SET EXERCISE
Return all entries precisely as they stand, without the images.

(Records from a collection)
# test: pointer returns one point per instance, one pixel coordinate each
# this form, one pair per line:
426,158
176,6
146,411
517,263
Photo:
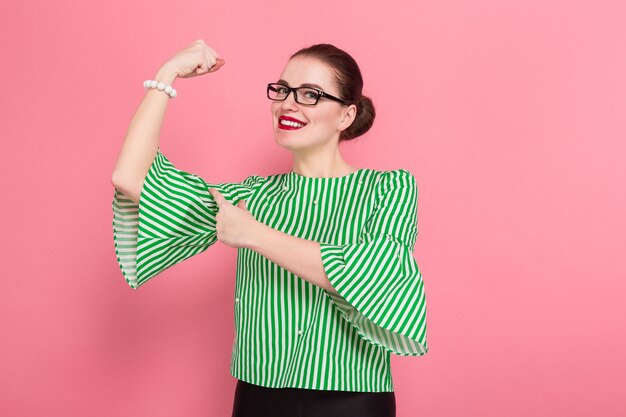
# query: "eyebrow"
281,81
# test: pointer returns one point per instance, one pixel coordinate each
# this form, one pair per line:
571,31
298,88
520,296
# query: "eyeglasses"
304,95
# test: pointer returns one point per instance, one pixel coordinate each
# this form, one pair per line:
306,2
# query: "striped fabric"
289,332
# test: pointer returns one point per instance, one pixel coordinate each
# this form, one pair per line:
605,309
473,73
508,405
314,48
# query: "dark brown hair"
349,83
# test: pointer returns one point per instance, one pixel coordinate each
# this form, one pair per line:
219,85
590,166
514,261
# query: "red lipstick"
286,127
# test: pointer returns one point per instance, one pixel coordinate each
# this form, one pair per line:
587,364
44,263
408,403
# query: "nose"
289,102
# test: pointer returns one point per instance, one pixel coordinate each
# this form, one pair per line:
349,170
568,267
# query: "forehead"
305,70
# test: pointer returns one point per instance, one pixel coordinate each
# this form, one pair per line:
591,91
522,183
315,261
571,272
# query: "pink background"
509,113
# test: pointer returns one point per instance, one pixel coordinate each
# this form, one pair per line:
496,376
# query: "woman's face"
322,122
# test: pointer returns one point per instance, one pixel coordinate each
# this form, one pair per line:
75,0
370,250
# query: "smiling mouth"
290,124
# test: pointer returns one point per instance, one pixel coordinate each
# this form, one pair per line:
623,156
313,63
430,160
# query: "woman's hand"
235,226
194,60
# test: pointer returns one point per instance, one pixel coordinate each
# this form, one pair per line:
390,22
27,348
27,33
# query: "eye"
312,94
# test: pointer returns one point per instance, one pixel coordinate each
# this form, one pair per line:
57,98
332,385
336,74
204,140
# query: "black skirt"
257,401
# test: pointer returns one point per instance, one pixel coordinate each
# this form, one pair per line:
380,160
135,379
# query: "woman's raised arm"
142,138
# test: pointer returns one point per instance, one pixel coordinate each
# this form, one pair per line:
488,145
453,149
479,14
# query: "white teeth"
290,123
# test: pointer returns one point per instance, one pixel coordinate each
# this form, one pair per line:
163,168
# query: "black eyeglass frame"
295,93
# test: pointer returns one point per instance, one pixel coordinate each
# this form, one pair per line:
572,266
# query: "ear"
348,117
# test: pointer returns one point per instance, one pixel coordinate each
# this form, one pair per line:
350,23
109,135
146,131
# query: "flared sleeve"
378,282
173,221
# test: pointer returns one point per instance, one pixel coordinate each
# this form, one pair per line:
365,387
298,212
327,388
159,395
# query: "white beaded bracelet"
168,89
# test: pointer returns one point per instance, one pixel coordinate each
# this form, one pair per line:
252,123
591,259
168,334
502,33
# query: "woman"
327,287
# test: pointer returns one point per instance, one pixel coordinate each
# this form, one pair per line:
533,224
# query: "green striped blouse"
289,332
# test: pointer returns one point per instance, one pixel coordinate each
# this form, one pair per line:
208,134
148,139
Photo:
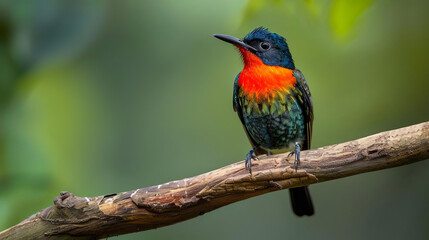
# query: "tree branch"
75,217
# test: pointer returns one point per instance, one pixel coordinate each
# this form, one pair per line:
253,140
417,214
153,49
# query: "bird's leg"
249,156
297,153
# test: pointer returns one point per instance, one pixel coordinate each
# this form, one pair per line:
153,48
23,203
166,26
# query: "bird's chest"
275,124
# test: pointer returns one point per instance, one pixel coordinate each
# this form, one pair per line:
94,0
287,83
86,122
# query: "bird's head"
269,47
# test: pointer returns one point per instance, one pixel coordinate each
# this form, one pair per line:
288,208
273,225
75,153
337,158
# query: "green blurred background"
99,97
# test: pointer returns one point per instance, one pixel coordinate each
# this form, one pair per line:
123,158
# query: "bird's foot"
249,156
297,153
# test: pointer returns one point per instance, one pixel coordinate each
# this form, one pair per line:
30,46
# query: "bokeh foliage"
99,97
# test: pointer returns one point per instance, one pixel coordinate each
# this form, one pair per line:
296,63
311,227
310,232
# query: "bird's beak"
236,41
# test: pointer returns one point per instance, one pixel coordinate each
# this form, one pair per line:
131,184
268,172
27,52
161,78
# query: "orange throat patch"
261,82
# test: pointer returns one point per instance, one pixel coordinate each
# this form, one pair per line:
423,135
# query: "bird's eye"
265,45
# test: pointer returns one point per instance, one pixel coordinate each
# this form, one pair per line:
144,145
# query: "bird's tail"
301,201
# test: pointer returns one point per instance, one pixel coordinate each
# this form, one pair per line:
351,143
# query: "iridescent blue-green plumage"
283,124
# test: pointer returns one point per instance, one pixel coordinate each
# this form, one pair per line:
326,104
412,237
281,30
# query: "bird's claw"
248,162
297,153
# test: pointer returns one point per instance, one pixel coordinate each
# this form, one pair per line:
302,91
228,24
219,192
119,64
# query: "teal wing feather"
306,104
239,110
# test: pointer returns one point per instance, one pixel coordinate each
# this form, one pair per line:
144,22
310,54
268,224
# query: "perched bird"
273,102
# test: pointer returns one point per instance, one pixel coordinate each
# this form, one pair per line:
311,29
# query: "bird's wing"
239,110
306,104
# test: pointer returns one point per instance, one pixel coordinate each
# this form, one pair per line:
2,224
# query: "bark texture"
73,217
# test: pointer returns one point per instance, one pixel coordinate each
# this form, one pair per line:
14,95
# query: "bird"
273,101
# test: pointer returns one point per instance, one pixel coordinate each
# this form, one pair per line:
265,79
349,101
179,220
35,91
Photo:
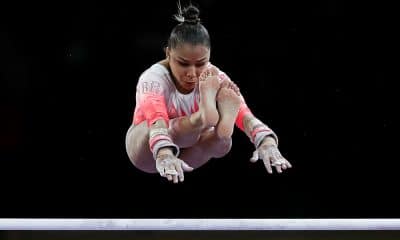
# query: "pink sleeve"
150,100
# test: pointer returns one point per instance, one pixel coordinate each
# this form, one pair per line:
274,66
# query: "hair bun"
189,14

SOLUTION
# test: pointer returns one point per instance, one pixel coordinate each
# this form, one pair per line:
426,158
176,6
146,411
517,263
Photo:
# query: "eyebrow"
281,81
# test: pointer returns one point per instance, one pixel coordinate each
# this form, one pair per line:
571,31
298,88
520,296
# query: "eyeglasses"
304,95
# test: pointer returns one point per instance, one pixel coordinate each
# this form, one pair per line:
306,2
# query: "striped fabric"
289,332
# test: pointer returns one point per instance, one pixel coordinate each
# this form, one pair per line:
605,309
473,73
508,405
314,48
# query: "dark brown hair"
349,83
# test: pointer returns one point per instance, one pixel coordinate each
# this form, one pair per line:
219,85
590,166
514,261
# query: "red lipstick"
286,127
# test: pointer returns one point per instance, one pixel coordinate each
# this form, one pair per line:
587,364
44,263
408,403
# query: "nose"
289,102
# test: pointer returns one point per instance, one pixel coordinate each
# this form, one pair per line:
349,170
568,267
# query: "forehead"
305,70
# test: pointer returns one point per instance, one pixel coordinate each
# this form, one pair per line:
591,91
522,183
315,261
571,272
# query: "pink background"
509,113
# test: pointer returns one point per instance, one pixel coordinate each
# this form, one pair per line:
496,376
# query: "woman's face"
322,122
# test: pointer returns one point per instance, one pixel coordinate each
# this form, one pair per line:
75,0
370,250
# query: "smiling mouth"
290,124
# test: pointer returns one point per instance, one pixel coordinate each
# this form, one pair per line:
623,156
313,63
430,160
# query: "woman's hand"
235,226
194,60
# test: pointer returns one point per instance, one pixel coordinate each
# this form, one pair per line:
390,22
27,348
27,33
# query: "eye"
312,94
# test: pointer returns one point per instance, one pixel coordinate each
# this form, one pair per line:
57,98
332,385
336,74
204,140
# query: "black skirt"
257,401
# test: pointer returns one point per instance, one pixel coordinate each
# this form, one pair per line:
380,160
135,379
# query: "woman's raised arm"
142,138
# test: pointer returns one point per instance, one pixel coordinate each
# this form, one pair per line:
488,145
453,149
479,14
# query: "white teeth"
290,123
# test: pointer returns one point per instance, one pixel coordinate each
# this form, one pair per line:
163,168
# query: "black eyeglass frame"
295,93
# test: pointer returns one point per instance, one pixel coordinate each
# this form, one pair per line:
572,266
# query: "ear"
348,117
# test: pointer returns one point per instance, one pixel coordinate each
# this form, one pair per line:
350,23
109,135
146,131
# query: "flared sleeve"
378,282
173,221
# test: pointer returns one point per instance, one pixel coordinate each
# this form, one pair per line:
365,387
298,212
327,388
159,395
# query: "white beaded bracelet"
168,89
# test: pointer returns one point per instance, one pixel coordinate each
# this form, one pair per line:
252,123
591,259
168,334
502,33
# query: "woman"
327,287
# test: pointer returns one point per instance, one pixel coordinate each
# this form, one pair per line:
533,224
# query: "green striped blouse"
289,332
# test: pointer returns one point per instance, one pixel coordinate each
# this form, one pair per line:
208,134
148,139
Photo:
# query: "tree branch"
75,217
# test: pointer returns one point per instance, one pixel coordinate each
# this form, one pair per line:
253,140
417,214
153,49
# query: "bird's leg"
249,156
297,153
# test: pointer returns one point per instance, one pixel coordinate each
# this form, one pair per line:
153,48
23,203
166,26
# query: "bird's chest"
275,124
# test: pointer returns one point per instance, one pixel coordinate each
# this form, one pair per line:
94,0
287,83
86,122
# query: "bird's head"
269,47
# test: pointer returns one point per instance, one pixel coordinate each
# this form, one pair per line:
288,208
273,225
75,153
337,158
# query: "green blurred background"
99,97
# test: pointer returns one point per instance, one pixel coordinate each
# this form, one pair per line:
123,158
# query: "bird's foot"
249,156
297,153
# test: pointer returns one point per instance, one pixel coordinate each
# this form, one pair per line:
30,46
# query: "bokeh foliage"
99,97
# test: pointer returns one point per instance, one pixel coordinate each
# this form, one pair per line:
296,63
311,227
310,232
# query: "bird's beak"
236,41
# test: pointer returns one point per instance, one pixel coordinate each
# this form, one pair per line:
131,184
268,172
27,52
161,78
# query: "orange throat patch"
261,82
# test: pointer returns one point per instance, one pixel coordinate each
# this form, one pair per line:
423,135
# query: "bird's eye"
265,45
# test: pointer returns one point per instance, one pixel coordinate each
# this form, one pair per line:
144,145
# query: "bird's tail"
301,201
# test: pointer returns one point per instance, one pixel coordinate each
# this form, one pair per line:
351,143
# query: "iridescent blue-green plumage"
283,124
# test: pointer returns one point per instance, one pixel coordinate each
# this form, one pair per line:
326,104
412,237
281,30
# query: "bird's claw"
248,162
297,153
# test: pointer returns one point per instance, one pixel coordinate each
# this form, one pair per line:
302,91
228,24
219,192
119,64
# query: "teal wing feather"
306,104
239,110
# test: pointer returns one point per instance, one pixel coordinate each
# this form, one pair per line:
144,22
310,54
268,224
# query: "perched bird"
273,102
# test: pointer returns one point per instance, one pixel coordinate each
# this form, one pair per line:
311,29
# query: "bird's wing"
239,110
306,104
# test: pointer returns one point per instance, one pixel coordinate each
# this form, one pair per line:
2,224
# query: "bark texture"
73,217
# test: pointer returns one point per instance, one pixel coordinate each
# this form, one pair per line:
14,95
# query: "bird"
273,101
# test: pointer returns one point per instance, one pixel coordinate each
# this form, one pair per line:
265,79
349,101
179,220
35,91
Photo:
# query: "pink sleeve"
150,100
# test: pointer returns one point per instance, one pixel coordinate each
# this form, one pair per line:
274,66
# query: "hair bun"
189,14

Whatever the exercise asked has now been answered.